- _Task prompt_
Every record must appear in your copy exactly as written, with no pictures.

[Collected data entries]
==================================================

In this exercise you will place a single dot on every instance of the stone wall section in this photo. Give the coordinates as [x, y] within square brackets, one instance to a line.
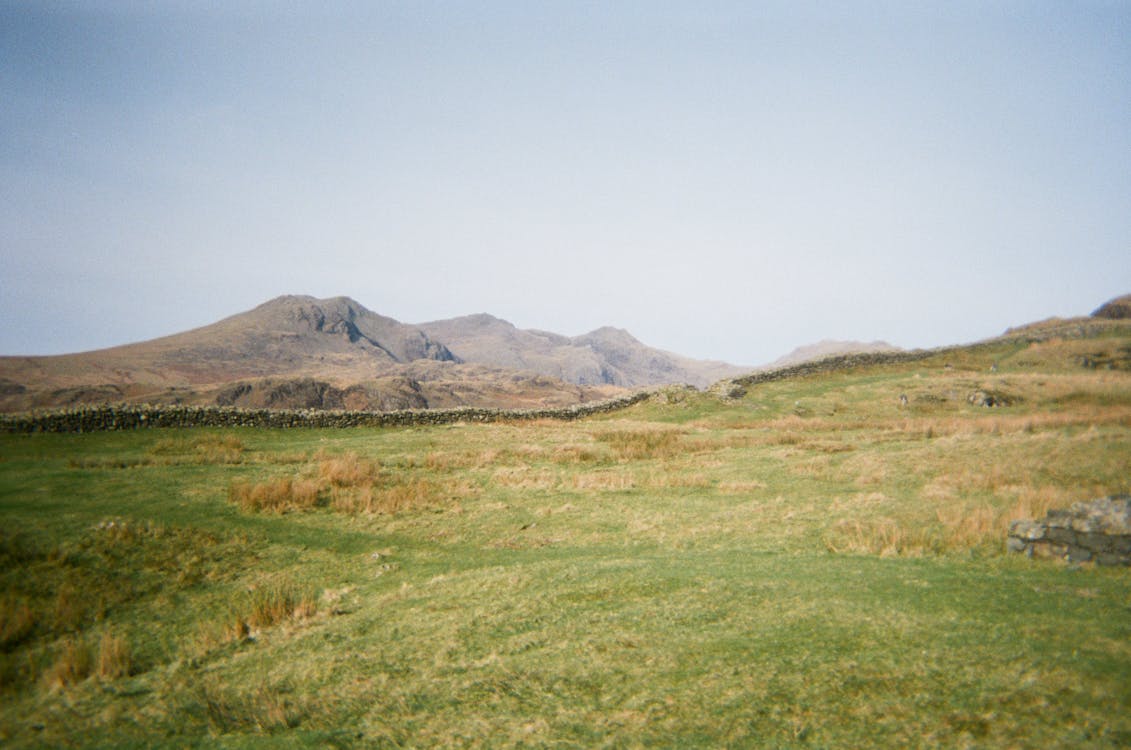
[1096, 531]
[97, 419]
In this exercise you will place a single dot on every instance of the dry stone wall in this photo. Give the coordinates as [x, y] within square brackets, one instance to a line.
[1097, 531]
[96, 419]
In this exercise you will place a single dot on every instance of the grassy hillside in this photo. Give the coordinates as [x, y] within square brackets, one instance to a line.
[814, 565]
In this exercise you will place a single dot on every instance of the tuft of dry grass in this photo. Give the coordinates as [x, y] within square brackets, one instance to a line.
[604, 481]
[411, 494]
[17, 621]
[639, 445]
[114, 658]
[71, 665]
[348, 470]
[276, 496]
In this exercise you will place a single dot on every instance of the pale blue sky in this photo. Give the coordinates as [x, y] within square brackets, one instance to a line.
[724, 180]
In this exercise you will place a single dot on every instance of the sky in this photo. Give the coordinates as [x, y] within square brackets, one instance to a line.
[724, 180]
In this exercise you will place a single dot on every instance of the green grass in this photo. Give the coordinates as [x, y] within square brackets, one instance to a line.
[812, 566]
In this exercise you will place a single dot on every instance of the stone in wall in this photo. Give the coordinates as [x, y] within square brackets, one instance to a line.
[1095, 531]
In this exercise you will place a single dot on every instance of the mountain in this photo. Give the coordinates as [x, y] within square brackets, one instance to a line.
[1117, 309]
[829, 347]
[603, 356]
[291, 352]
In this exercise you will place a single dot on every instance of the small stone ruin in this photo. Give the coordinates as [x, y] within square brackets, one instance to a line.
[1095, 531]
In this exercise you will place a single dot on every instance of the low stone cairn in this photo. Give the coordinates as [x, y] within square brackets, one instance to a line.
[1094, 531]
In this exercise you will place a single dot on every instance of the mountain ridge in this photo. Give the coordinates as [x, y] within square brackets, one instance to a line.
[300, 351]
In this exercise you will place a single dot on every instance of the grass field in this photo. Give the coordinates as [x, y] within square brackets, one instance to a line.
[816, 565]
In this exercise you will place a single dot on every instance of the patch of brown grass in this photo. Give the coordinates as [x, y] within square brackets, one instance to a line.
[275, 496]
[71, 665]
[604, 481]
[114, 658]
[639, 445]
[411, 494]
[348, 470]
[17, 621]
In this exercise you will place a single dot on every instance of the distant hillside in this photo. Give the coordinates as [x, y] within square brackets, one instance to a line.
[603, 356]
[292, 352]
[829, 347]
[1117, 309]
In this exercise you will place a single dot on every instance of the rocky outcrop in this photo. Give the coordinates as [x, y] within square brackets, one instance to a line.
[1096, 531]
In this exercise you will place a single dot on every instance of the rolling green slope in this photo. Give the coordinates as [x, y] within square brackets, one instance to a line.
[817, 563]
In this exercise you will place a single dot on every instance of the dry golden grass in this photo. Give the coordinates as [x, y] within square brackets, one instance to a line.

==================================================

- _Response below_
In this exercise you will place a single dot on every instance of the stone wall section in this photo. Give the coordinates as [x, y] within square brackets, one instance to a line.
[1096, 531]
[97, 419]
In this exercise you will place a single dot on every instance of the dry stone wall in this photo. Give the coordinates as [x, y] within square brackets, one instance to a line.
[1097, 531]
[96, 419]
In this exercise you will place a single dot on every instance of the grassy hillside in this photo. Give the coordinates as [x, y] within square brackets, one instance to a line.
[814, 565]
In this exercise you will place a single dot on every instance of the tuft of dry grass in this photo. Give the coordinates as [x, y] within square brackets, one instance to a line.
[604, 481]
[411, 494]
[17, 621]
[639, 445]
[114, 658]
[71, 665]
[348, 470]
[276, 496]
In this exercise you will place a single dot on every instance of the pale blue sky in this photo. Give the coordinates as [x, y] within square brackets, one instance to a line.
[724, 180]
In this exercise you will place a single dot on every instance of the sky in this photo. Give the coordinates as [x, y] within square brackets, one instance to a line.
[724, 180]
In this exercise you will place a single dot on every instance of the green grass in this photo. Give the coordinates as [x, y] within square brackets, one instance to a line.
[812, 566]
In this exercise you will place a single dot on every instance of the stone in wall in this photo. Give the coordinates as [x, y] within square brackets, one instance to a line.
[1095, 531]
In this exercise you will place a single dot on every instance of the mountain in this photo. Give the coordinates as [x, y] within square brackets, one instance to a line.
[1117, 309]
[829, 347]
[603, 356]
[291, 352]
In this exercise you will place a single dot on every instance of the small stone ruin in this photo. Give the coordinates as [x, y] within square brackets, one instance to a line.
[1095, 531]
In this exercise you will place a single dot on every instance of the low stone cairn in this photo. Give the coordinates as [x, y] within square brackets, one instance to a line.
[1094, 531]
In this exercise you will place a single dot on every instance of the mountain ridge in this photo. Give the coordinates as [x, y] within square brackets, one instance to a line.
[300, 351]
In this exercise you will place a single dot on every instance of the grass field in this photo. Give the coordinates as [x, y] within square brackets, one instance to a line.
[816, 565]
In this exercise you will place a single dot on every instance of the patch of brown grass in this photo. Give the coordinates as [x, y] within square brackets, one instance to a line.
[275, 496]
[71, 665]
[604, 481]
[114, 658]
[639, 445]
[411, 494]
[348, 470]
[17, 621]
In this exercise you will place a single dot on every instance of the distant hillside in this photo. Give the coordinates as [x, y] within square brackets, one instance to a line.
[603, 356]
[292, 352]
[829, 347]
[1117, 309]
In this exercise you will place a single dot on every instance of the rocky outcrop in this photo. Give the coordinates as [x, y] within square brackets, one instance to a line.
[1096, 531]
In this exercise you will place a single dot on every instance of the rolling green slope in this photo. Give the coordinates as [x, y] within square brackets, one instance to a line.
[817, 563]
In this exercise you will place a single dot on every instance of the dry golden grass in this photo. Give the coordinates as [x, y] within square brackets, one instance to a line.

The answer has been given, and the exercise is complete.